Page text:
########################################

Stanford admits to anti-Semitic admission practices in the 1950s

Despite routine denials, Stanford now confirms past leaders intentionally limited Jewish enrollment

Stanford University campus tower.
Photo: PxFuel

It was well-known throughout the Jewish community in the 1950s that Stanford University discriminated against Jewish applicants despite the university routinely denying biased admissions practices.

Seventy years later, the university is finally admitting that it purposefully limited the admission of Jewish students after uncovering documents and data proving explicit anti-Semitic policies at Stanford at the time. The university’s current leadership is apologizing for its past, and pledges to improve Jewish life on campus, including changing the academic calendar so the start of fall semester no longer conflicts with the Jewish High Holidays.

“These actions were wrong, they were damaging, and they were unacknowledged for too long,” Stanford President Marc Tessier-Lavigne said in a message to students and staff Wednesday about the 1950s policies. “Today, we must work to do better, not only to atone for the wrongs of the past, but to ensure the supportive and bias-free experience for members of our Jewish community that we seek for all members of our Stanford community.”

########################################

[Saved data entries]
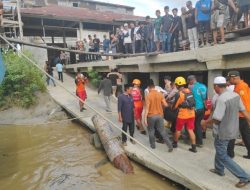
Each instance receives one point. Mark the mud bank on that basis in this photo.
(46, 110)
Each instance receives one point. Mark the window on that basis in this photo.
(76, 4)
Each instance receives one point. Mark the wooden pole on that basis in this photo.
(19, 19)
(78, 51)
(44, 34)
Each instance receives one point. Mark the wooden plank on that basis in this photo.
(73, 51)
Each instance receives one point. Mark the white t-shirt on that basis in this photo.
(158, 88)
(231, 88)
(127, 36)
(137, 36)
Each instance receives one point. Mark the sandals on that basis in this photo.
(216, 172)
(241, 184)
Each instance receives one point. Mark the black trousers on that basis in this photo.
(125, 126)
(230, 148)
(199, 115)
(138, 46)
(245, 134)
(60, 76)
(175, 38)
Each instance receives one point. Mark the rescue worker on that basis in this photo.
(80, 82)
(185, 104)
(243, 90)
(138, 104)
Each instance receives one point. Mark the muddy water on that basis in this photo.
(60, 157)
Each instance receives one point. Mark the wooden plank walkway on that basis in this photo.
(189, 169)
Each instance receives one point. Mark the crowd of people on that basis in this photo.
(184, 103)
(171, 32)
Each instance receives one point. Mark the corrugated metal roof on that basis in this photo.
(76, 14)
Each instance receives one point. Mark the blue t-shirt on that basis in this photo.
(59, 67)
(106, 44)
(126, 107)
(203, 8)
(200, 94)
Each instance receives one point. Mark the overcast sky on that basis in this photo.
(148, 7)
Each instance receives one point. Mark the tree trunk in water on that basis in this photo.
(111, 145)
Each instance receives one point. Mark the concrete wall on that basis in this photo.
(98, 33)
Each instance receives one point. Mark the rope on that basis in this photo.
(79, 51)
(47, 123)
(106, 119)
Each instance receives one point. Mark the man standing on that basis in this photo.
(59, 69)
(137, 38)
(154, 116)
(126, 113)
(132, 35)
(175, 31)
(138, 104)
(242, 89)
(106, 86)
(127, 39)
(149, 27)
(184, 28)
(115, 77)
(199, 91)
(225, 116)
(166, 28)
(96, 42)
(202, 19)
(157, 28)
(80, 89)
(191, 26)
(186, 114)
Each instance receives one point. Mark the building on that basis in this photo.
(62, 23)
(90, 4)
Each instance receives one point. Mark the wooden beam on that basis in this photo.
(75, 51)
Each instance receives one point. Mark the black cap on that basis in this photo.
(191, 78)
(233, 74)
(167, 77)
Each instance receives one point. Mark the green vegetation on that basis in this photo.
(94, 78)
(21, 83)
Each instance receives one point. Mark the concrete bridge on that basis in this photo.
(207, 62)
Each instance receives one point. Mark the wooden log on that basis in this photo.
(112, 146)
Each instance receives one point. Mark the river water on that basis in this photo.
(60, 157)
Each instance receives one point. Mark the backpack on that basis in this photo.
(189, 102)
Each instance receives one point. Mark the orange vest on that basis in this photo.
(243, 90)
(80, 86)
(137, 97)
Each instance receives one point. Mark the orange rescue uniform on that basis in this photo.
(244, 92)
(138, 103)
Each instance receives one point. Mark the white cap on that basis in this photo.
(220, 80)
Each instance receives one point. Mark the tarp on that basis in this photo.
(243, 3)
(2, 68)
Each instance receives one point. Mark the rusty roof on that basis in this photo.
(76, 14)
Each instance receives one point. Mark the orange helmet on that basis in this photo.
(136, 82)
(179, 81)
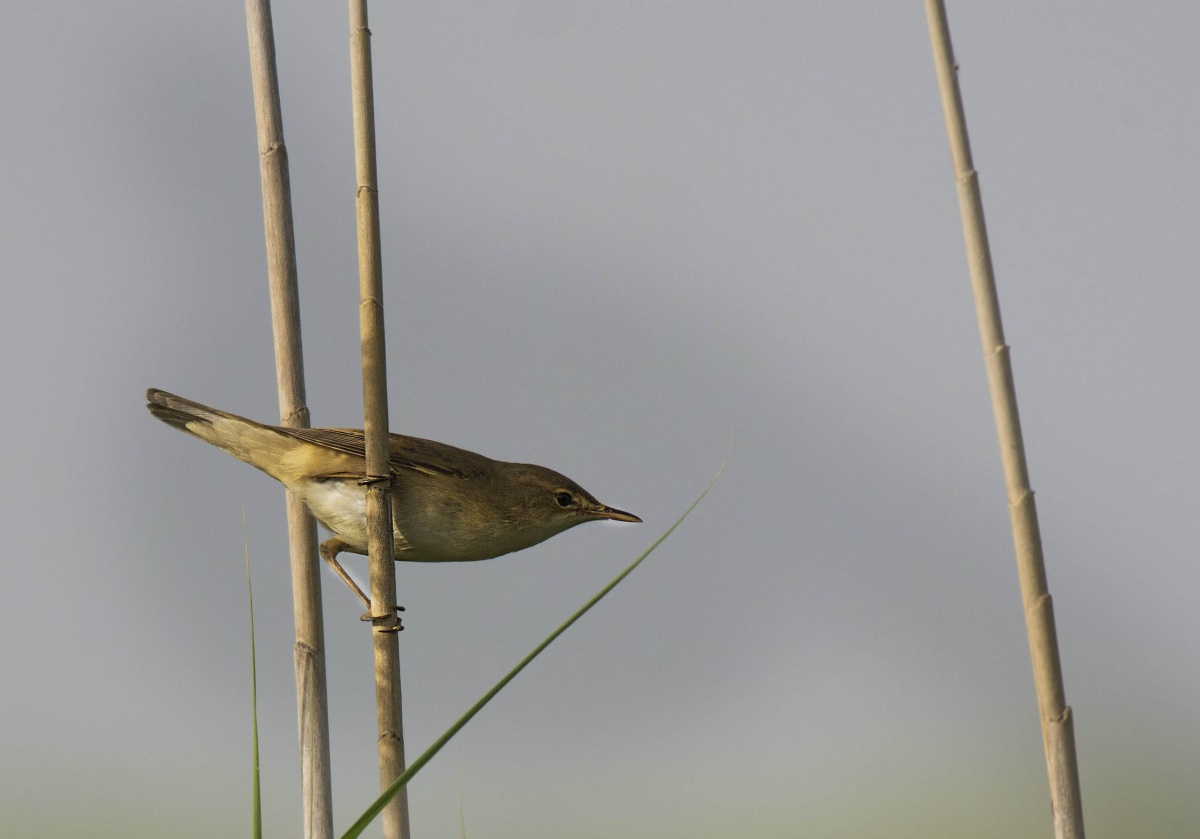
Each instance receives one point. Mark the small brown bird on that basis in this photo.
(448, 504)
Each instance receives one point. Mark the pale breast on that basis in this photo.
(341, 505)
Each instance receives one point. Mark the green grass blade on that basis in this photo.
(417, 765)
(257, 817)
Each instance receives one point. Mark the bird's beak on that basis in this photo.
(615, 514)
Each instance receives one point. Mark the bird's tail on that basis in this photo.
(261, 445)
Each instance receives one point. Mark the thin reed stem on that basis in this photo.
(1057, 727)
(312, 702)
(375, 407)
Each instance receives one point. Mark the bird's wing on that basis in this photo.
(406, 453)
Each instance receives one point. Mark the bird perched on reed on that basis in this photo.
(448, 504)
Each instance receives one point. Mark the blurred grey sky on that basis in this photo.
(615, 234)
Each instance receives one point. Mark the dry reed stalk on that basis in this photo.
(1057, 726)
(312, 702)
(375, 407)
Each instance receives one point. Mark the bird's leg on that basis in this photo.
(329, 551)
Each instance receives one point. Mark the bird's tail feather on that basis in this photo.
(261, 445)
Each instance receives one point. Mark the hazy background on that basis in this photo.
(615, 234)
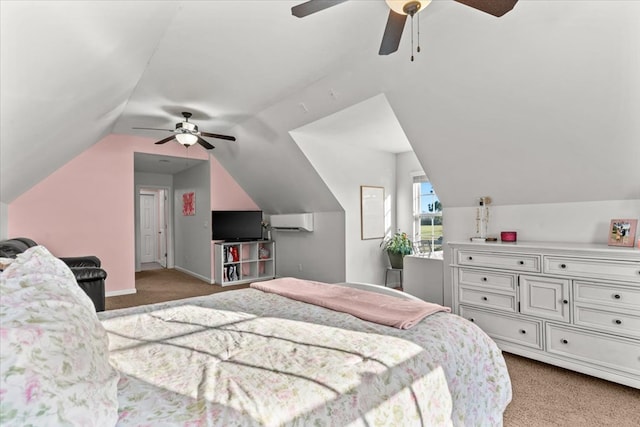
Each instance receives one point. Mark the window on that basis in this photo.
(427, 216)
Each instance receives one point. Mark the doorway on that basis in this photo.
(153, 231)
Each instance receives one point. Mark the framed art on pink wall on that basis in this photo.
(622, 232)
(189, 203)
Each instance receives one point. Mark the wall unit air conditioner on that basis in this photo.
(292, 222)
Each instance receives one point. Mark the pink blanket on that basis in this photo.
(371, 306)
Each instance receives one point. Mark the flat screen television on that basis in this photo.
(236, 225)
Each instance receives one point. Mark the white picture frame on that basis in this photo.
(371, 212)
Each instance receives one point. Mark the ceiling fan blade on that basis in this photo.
(492, 7)
(162, 141)
(166, 130)
(205, 144)
(392, 33)
(313, 6)
(215, 135)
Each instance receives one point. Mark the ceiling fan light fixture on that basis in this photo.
(404, 7)
(186, 139)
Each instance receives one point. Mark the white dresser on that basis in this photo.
(570, 305)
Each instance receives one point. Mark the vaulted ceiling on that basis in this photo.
(539, 106)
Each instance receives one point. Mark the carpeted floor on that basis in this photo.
(543, 395)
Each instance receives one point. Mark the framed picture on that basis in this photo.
(372, 212)
(189, 203)
(622, 232)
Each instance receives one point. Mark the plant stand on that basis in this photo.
(396, 260)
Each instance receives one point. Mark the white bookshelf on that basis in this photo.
(236, 263)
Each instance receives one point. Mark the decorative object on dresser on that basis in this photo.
(508, 236)
(482, 219)
(236, 263)
(572, 305)
(622, 232)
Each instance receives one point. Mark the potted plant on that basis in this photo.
(397, 246)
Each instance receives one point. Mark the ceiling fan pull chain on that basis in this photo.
(418, 49)
(411, 37)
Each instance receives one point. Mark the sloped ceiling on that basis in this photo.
(539, 106)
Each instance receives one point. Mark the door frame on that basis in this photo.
(168, 208)
(155, 197)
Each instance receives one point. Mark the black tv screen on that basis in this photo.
(236, 225)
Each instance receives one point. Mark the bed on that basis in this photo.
(248, 357)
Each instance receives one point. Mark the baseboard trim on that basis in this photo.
(191, 273)
(120, 292)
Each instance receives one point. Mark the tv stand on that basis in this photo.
(254, 261)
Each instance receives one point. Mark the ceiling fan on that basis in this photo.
(187, 134)
(400, 9)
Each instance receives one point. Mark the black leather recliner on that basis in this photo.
(86, 269)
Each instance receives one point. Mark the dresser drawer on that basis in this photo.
(614, 353)
(488, 279)
(520, 331)
(606, 294)
(617, 322)
(529, 263)
(483, 298)
(592, 268)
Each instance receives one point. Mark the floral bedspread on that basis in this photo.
(244, 358)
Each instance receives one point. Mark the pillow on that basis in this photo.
(54, 358)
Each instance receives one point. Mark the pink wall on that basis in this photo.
(226, 193)
(87, 206)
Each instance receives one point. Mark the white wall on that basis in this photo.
(192, 234)
(344, 169)
(4, 221)
(582, 222)
(319, 255)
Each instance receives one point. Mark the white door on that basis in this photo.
(148, 228)
(162, 227)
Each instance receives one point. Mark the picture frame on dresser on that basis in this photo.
(622, 232)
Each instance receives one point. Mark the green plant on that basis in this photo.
(399, 244)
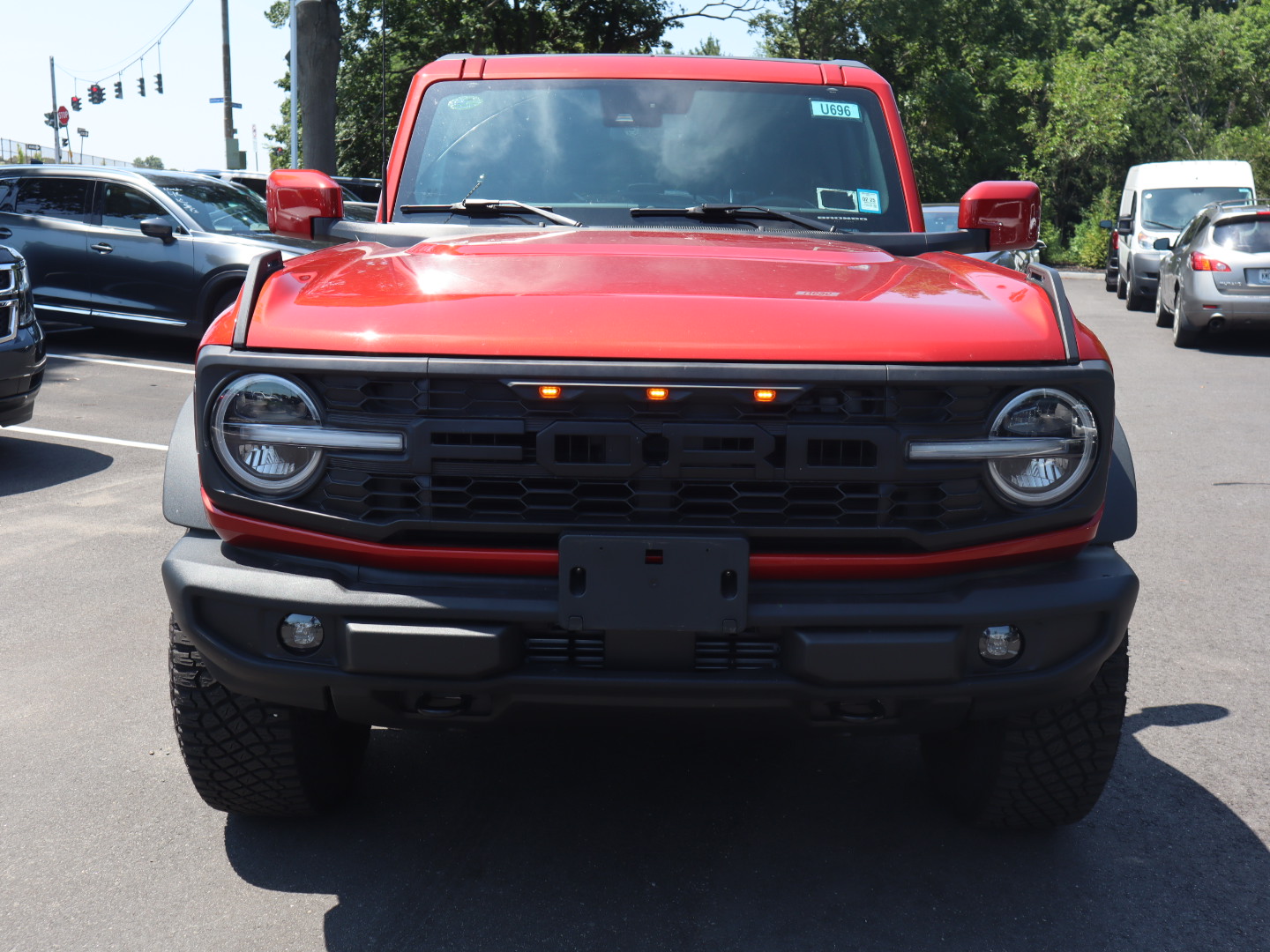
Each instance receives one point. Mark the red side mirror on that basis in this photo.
(296, 197)
(1010, 211)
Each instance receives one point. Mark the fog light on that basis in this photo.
(1001, 643)
(300, 632)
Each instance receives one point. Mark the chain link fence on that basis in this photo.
(14, 152)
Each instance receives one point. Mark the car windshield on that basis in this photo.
(1250, 235)
(594, 149)
(217, 206)
(1169, 208)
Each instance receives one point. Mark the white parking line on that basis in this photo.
(86, 438)
(124, 363)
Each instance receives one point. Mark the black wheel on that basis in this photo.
(253, 756)
(1036, 770)
(1184, 334)
(1163, 316)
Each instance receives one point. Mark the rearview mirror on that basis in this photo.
(1009, 211)
(156, 227)
(297, 197)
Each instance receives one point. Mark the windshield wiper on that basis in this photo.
(716, 210)
(490, 206)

########################################

Prompt 1:
Extract each line of the records that contains the word "bird".
Prompt 2:
Carry the article about Stanford's 1950s admission practices forward from its final sentence.
The article and the records have no connection to each other.

Reply 1:
Each instance receives one point. Mark the small brown bird on that basis in this photo.
Each instance receives one point. Mark the bird's beak on that basis in this photo.
Each instance receives one point. Mark the bird's tail on that basis in this photo.
Each instance receives one point. Mark the bird's wing on that basis in this photo.
Each instance receives one point. Mark the bird perched on reed on that basis in this photo.
Each instance receives one point. Mark the bird's leg on that basis in this photo.
Each instance receives one point. Mark the bird's tail feather on that basis in this photo.

Reply 2:
Tessier-Lavigne’s message followed the release of a report from a task force of faculty, staff, trustees, alumni and students charged with investigating allegations of anti-Semitic admissions practices. Religious studies professor Ari Kelman, who led the task force, said in a webinar Thursday that the investigation comes at a time when American colleges, universities and other institutions are “investigating their own histories.” Much has been reported on Ivy League colleges’ quotas limiting the number of Jewish students starting in the 1920s and lasting decades later.

Institutions are “beginning to reckon seriously with past misdeeds, including their systematic involvement in practices of exclusion and exploitation at both the individual and institutional levels,” Kelman said. “The work of the task force follows other efforts at Stanford that preceded it, which is part of a larger effort to better understand the legacies of our university and people, ideas and actions that shape it.”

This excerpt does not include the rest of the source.